_Given exercise_
Restate the data word for word and leave the images out.
## BEGIN
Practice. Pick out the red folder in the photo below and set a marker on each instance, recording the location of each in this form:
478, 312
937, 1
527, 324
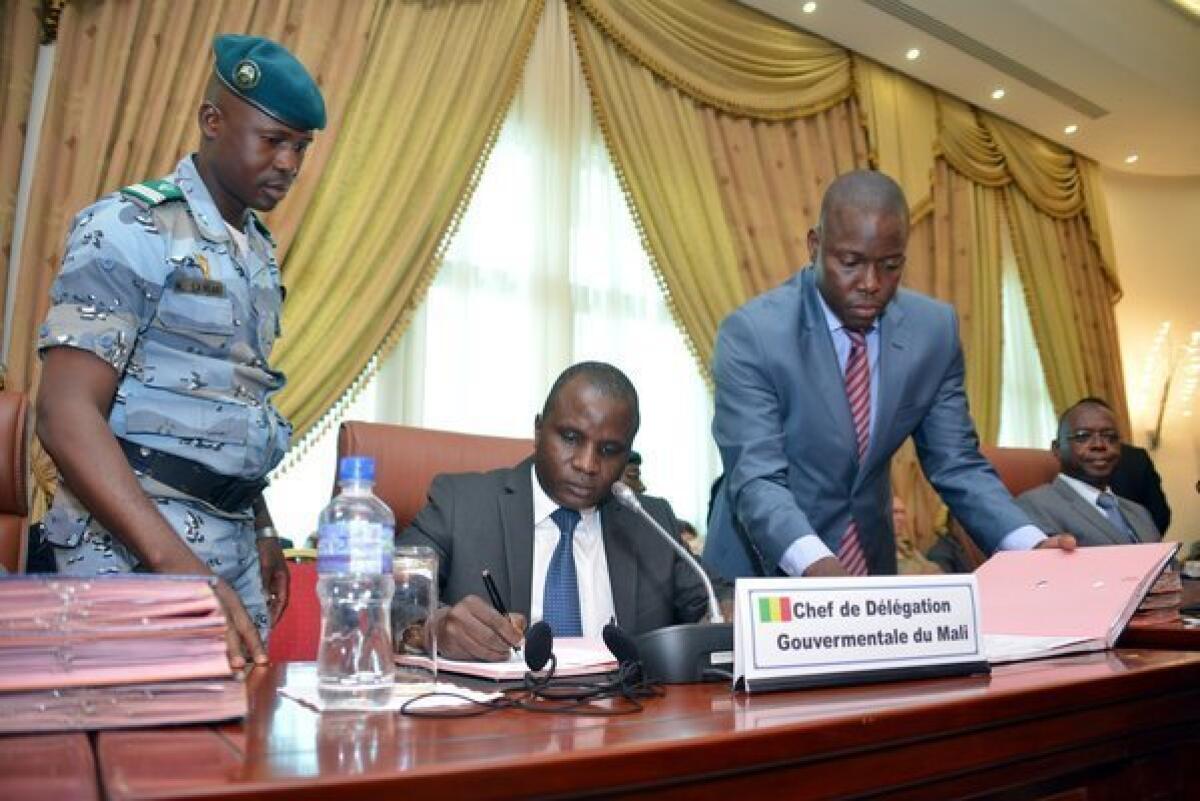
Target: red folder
113, 651
1085, 596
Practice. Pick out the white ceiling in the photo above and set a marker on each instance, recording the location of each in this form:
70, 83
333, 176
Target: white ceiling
1137, 59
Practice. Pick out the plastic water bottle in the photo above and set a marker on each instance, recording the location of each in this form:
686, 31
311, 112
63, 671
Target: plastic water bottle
354, 664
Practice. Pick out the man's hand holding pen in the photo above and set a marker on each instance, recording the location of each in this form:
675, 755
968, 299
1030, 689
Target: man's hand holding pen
474, 628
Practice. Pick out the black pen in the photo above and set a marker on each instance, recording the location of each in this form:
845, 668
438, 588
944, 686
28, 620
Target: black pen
493, 594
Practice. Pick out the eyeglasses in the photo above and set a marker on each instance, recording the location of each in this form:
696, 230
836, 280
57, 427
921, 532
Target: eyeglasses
1084, 435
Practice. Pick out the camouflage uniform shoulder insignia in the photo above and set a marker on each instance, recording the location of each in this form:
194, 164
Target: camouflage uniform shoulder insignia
153, 193
262, 228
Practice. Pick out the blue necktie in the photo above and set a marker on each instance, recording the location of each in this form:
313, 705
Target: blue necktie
561, 602
1108, 504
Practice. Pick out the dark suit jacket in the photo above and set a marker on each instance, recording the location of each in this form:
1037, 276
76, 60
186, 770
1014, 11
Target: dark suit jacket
1137, 480
1056, 506
481, 521
786, 437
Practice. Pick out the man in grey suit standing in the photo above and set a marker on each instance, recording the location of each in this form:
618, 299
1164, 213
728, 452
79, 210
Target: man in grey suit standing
559, 547
1080, 499
820, 380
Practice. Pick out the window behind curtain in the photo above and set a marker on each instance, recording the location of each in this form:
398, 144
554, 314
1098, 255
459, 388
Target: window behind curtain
545, 270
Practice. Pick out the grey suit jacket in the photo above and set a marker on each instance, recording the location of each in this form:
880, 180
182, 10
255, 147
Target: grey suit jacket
481, 521
1056, 506
786, 437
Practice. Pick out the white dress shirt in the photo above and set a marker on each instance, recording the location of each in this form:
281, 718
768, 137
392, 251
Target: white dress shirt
1086, 491
809, 548
591, 564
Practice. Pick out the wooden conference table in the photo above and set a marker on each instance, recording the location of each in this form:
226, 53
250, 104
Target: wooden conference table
1116, 724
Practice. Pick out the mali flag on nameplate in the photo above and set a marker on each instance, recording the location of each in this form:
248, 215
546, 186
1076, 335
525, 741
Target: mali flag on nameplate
777, 609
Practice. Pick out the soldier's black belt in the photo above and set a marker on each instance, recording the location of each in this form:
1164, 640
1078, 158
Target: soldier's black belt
227, 493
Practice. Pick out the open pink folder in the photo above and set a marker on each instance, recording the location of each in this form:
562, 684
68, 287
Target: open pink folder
1048, 602
114, 650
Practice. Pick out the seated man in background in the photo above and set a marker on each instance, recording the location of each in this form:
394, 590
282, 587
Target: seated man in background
559, 547
1080, 499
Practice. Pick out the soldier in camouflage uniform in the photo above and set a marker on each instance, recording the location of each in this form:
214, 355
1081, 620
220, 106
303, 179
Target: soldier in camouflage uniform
156, 391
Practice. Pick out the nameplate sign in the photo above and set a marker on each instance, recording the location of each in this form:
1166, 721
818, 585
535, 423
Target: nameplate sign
799, 632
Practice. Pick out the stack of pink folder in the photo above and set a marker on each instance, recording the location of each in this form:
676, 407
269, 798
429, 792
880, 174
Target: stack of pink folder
113, 651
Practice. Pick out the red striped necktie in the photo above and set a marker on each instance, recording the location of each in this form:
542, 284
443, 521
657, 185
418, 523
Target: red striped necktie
858, 392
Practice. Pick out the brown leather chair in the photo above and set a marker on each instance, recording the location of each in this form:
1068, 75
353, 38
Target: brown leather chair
407, 459
1023, 468
1020, 469
15, 433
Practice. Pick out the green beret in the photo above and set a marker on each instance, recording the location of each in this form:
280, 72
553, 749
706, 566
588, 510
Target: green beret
268, 77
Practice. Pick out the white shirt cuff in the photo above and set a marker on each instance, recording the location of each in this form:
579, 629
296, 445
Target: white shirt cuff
803, 553
1023, 538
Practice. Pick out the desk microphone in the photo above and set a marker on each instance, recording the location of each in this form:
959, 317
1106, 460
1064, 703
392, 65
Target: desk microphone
688, 652
539, 646
629, 500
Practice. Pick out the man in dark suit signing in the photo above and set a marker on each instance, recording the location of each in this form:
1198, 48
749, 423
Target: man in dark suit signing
1080, 498
549, 530
820, 380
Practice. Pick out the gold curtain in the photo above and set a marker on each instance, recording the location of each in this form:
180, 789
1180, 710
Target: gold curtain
1069, 297
771, 176
901, 121
657, 140
18, 60
676, 84
954, 254
433, 90
119, 113
726, 55
1060, 234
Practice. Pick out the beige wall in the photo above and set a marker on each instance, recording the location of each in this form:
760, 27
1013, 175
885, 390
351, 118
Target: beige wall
1156, 232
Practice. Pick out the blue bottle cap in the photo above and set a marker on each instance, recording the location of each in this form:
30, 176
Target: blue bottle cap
355, 468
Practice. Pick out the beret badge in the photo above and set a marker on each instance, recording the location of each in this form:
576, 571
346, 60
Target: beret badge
246, 74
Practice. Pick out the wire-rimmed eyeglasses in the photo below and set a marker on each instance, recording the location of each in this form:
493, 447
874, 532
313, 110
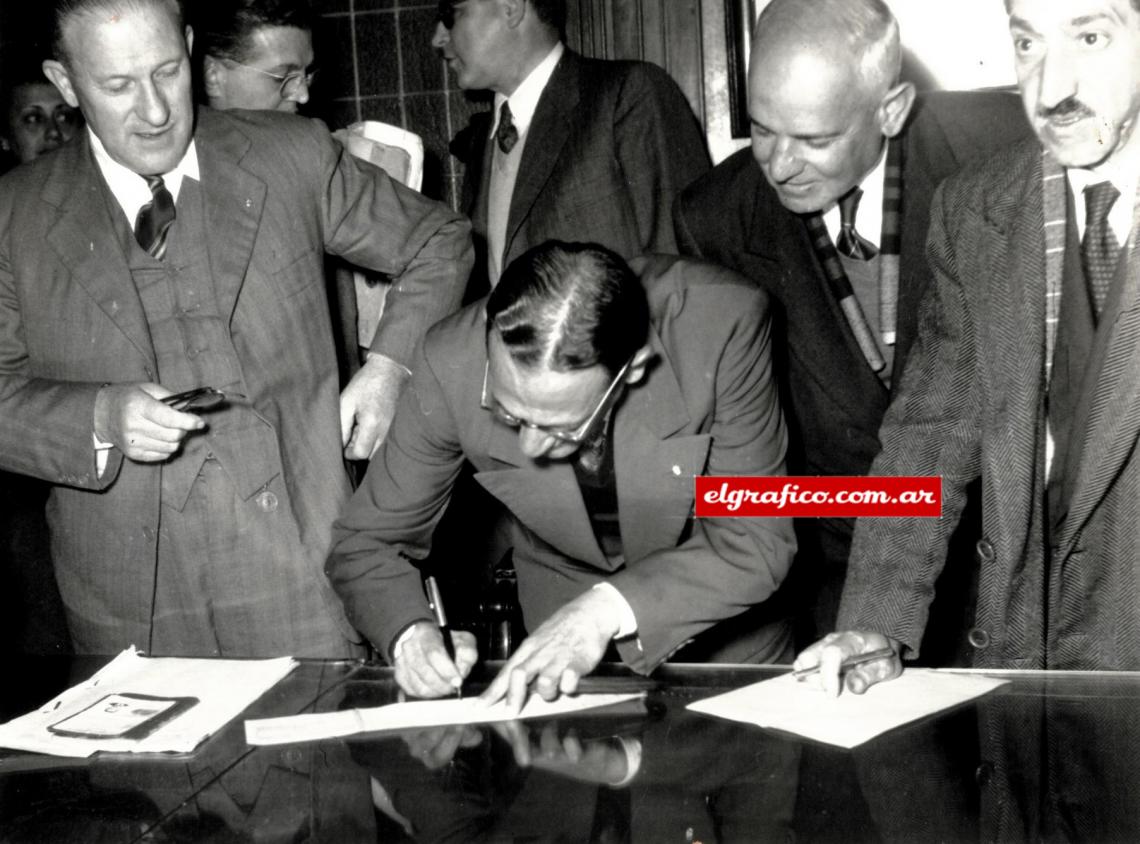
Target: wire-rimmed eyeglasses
575, 437
290, 82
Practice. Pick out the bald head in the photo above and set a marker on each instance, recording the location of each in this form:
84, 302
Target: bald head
823, 96
857, 35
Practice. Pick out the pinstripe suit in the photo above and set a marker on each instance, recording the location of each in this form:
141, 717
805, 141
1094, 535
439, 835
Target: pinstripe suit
277, 192
971, 405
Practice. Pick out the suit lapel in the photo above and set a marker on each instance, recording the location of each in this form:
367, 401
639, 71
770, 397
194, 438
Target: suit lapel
1112, 424
653, 509
545, 138
86, 241
234, 202
1012, 256
544, 496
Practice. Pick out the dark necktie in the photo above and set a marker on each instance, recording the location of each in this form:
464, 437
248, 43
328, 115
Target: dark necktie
506, 136
849, 243
840, 287
155, 218
1099, 248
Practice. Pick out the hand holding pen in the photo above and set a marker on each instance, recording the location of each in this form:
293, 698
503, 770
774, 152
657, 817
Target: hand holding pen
## END
_Answer to the problem_
Practice. Pick out the red folder in the photo below and set a marker on each instance, recording the location of each in this form:
478, 312
937, 1
527, 324
Target: red folder
113, 651
1085, 596
Practice. Pick out the white ceiling in the photo above and set a marker on each instance, recording the location of each in this form:
70, 83
333, 176
Target: white ceiling
1137, 59
Practice. Pick out the plastic water bottle in the photo above and set a marker on each instance, recording the location of each in this form:
686, 31
311, 112
63, 671
Target: plastic water bottle
354, 664
Practice. Pick out the man's hand holding pen in the photo above and set a marker on each instance, recording the location of each in this form:
675, 755
968, 299
1030, 689
Target: man's hand holding pen
474, 628
Practice. Pick out the black pen in the photo above and set a marker on each instance, recording the location of each in this form:
845, 668
438, 588
944, 686
28, 620
Target: black pen
493, 594
Practice. Pick out the eyeglasses in the photo above and set a marker on each instance, recording the location of each in this form:
696, 230
836, 280
57, 427
921, 532
Target: eyeglasses
1084, 435
Practice. Pick out the camouflage uniform shoulder insignia in the photo above and set a marker on each instance, recording the location of each in this form:
194, 164
Target: camouflage uniform shoulder insignia
153, 193
262, 228
Practice. Pick out the blue necktie in the photo above and set a marker on each instance, recording the location of each in this form:
313, 705
Target: blue necktie
561, 602
1108, 504
Practice. Pick out the dark suit jacket in the photo above and set a marker on each instance, recording the location of each in this form:
1037, 276
76, 60
186, 770
1014, 11
Target: dark suit jacket
1137, 480
1056, 506
481, 521
786, 437
Practice. Pick out the man in grey suit standing in the photo above and set a marker on each instance, recording the location of each in this form:
618, 299
1164, 213
728, 452
79, 210
Target: man in grey suit standing
559, 547
1080, 499
820, 380
Practice. Pick out the window behind curtain in the photo above and set a marker on each instance, recording the location of each in this form:
398, 144
554, 314
1098, 255
459, 388
Target: window behind curtain
545, 270
Practice. Pick out the grey suit jacket in the photo above and set a marker on each instance, recording the location of each in this form:
880, 180
182, 10
255, 147
Target: grey suit jacket
481, 521
1056, 506
786, 437
Practice. Pick out the white dress shirt in the photo above and set a marker on each instance, recording the location of each in this form:
281, 718
768, 137
392, 251
Target: white dress shirt
1086, 491
809, 548
591, 564
Practice. Pick out the wooden conference table in the photo above and set a marker on each instance, recording the location of each in this form:
226, 53
250, 104
Target: wooden conference table
1116, 724
Practice. Pick out the mali flag on nameplate in the photo above and set a marker on each instance, recording the location of each in this form:
248, 215
546, 186
1076, 335
525, 741
Target: mali flag on nameplate
777, 609
Practice. Pick out the soldier's black belt in the photo above and set a marker on each instance, recording the location of each in this form:
1164, 640
1078, 158
Target: soldier's black belt
227, 493
Practice. Pick out the open pink folder in the photo above and set a marker on each instance, recording the location of each in this form:
562, 684
68, 287
Target: open pink folder
1048, 602
114, 650
Practice. Pick out the seated man in background in the photo above and set a marker on each instance, recording the location of each in this form:
394, 590
282, 587
Target: seated man in background
559, 547
1080, 499
Practice. Pick out the soldier in camouflage uniform in the photo above and set a marker on each instance, recording the location of each in this form:
214, 355
1081, 620
220, 106
303, 179
Target: soldier in camouflage uniform
156, 391
Practice. Pick out the nameplate sign in the photo above and set a marker on each instance, recording the location of each in this form:
1166, 721
818, 585
535, 423
Target: nameplate sign
799, 632
Practice. Pick out the stack of pink folder in the photo above and set a marker on each instance, recording the location of each in this form:
676, 407
269, 798
429, 792
880, 174
Target: stack of pink folder
113, 651
Practice. Pick out the red striped necktie in the photo above and set a marker on each instance, recording the location of each in this form:
542, 284
443, 521
657, 185
418, 523
Target: red striped necktie
858, 392
Practice. Pick out the brown leather chair in the photo above and set a marker on each instance, recording the location of each in this form:
1068, 75
353, 38
Target: brown leather chair
407, 459
1023, 468
1020, 469
15, 433
Practice. Pick out the green beret in the photo above and set a marker on each instance, recording the location of each in this form:
280, 72
553, 749
706, 566
588, 510
Target: green beret
268, 77
Practice. Pick out the white shirt cuff in the photo above and set a marker on each instance, recording the location of each in this form:
579, 629
296, 445
Target: white shirt cuff
803, 553
1023, 538
Practice. Pick out the desk microphone in the photo above and set a marker on each instance, recording the location of each in this form:
959, 317
1106, 460
1064, 703
392, 65
Target: desk microphone
688, 652
539, 646
629, 500
Practice. Pick out the man in dark suit signing in the photo above and set a marker on each instance, recording the location of each in this form:
1198, 48
749, 423
Target: man in dark suit signing
1080, 498
549, 530
820, 380
Practice. Pick out the gold curtain in the photo above and set a marker on each instance, recording the location of each in this form:
180, 789
1180, 710
Target: gold curtain
1069, 297
771, 176
901, 121
657, 140
18, 60
676, 84
954, 254
433, 90
119, 113
726, 55
1060, 234
Practice. Pick out the beige wall in the photo above and set a marker on each instance, recording the location of each in this form:
760, 27
1013, 175
885, 390
351, 118
Target: beige wall
1156, 232
Practice. Pick out the blue bottle cap in the photo above and set a marker on each instance, recording the location of each in this form:
30, 176
Target: blue bottle cap
355, 468
Practice. Pick out the beret badge in the photo above and set a marker on each instance, recording the location of each in this form:
576, 571
346, 60
Target: beret badge
246, 74
Practice. Pick out the wire-rimmed eyeglasses in the photo below and set a marker on each instance, recording the location of each in this form:
493, 447
874, 532
313, 110
Target: wire-rimmed eyeglasses
575, 437
290, 82
Practice. Pick out the bald head in the photo above and set a marker on each instance, recording the location of each in this form:
84, 302
Target: bald head
823, 96
857, 35
Practice. Pick out the pinstripe suit in the photo above and set a marker on each instance, recording the location of each in this form:
141, 717
805, 141
1094, 535
439, 835
Target: pinstripe suit
277, 192
971, 405
Practice. Pick out the suit lapel in the photo above and set a marker on each instance, recording the location of each in this form:
367, 401
639, 71
770, 397
194, 438
Target: suit lapel
1112, 424
653, 509
545, 138
86, 241
234, 202
1012, 256
544, 496
Practice. Pick out the dark necktie in the photo above and set a marker on each instance, recording the location of each in this form:
464, 437
248, 43
328, 115
Target: dark necktie
506, 136
849, 243
840, 287
155, 218
1099, 248
Practice. Pick out the hand holding pen in the photo above and set a marker on each instance, recording the location of each in this form:
293, 698
503, 770
774, 152
657, 817
Target: hand holding pen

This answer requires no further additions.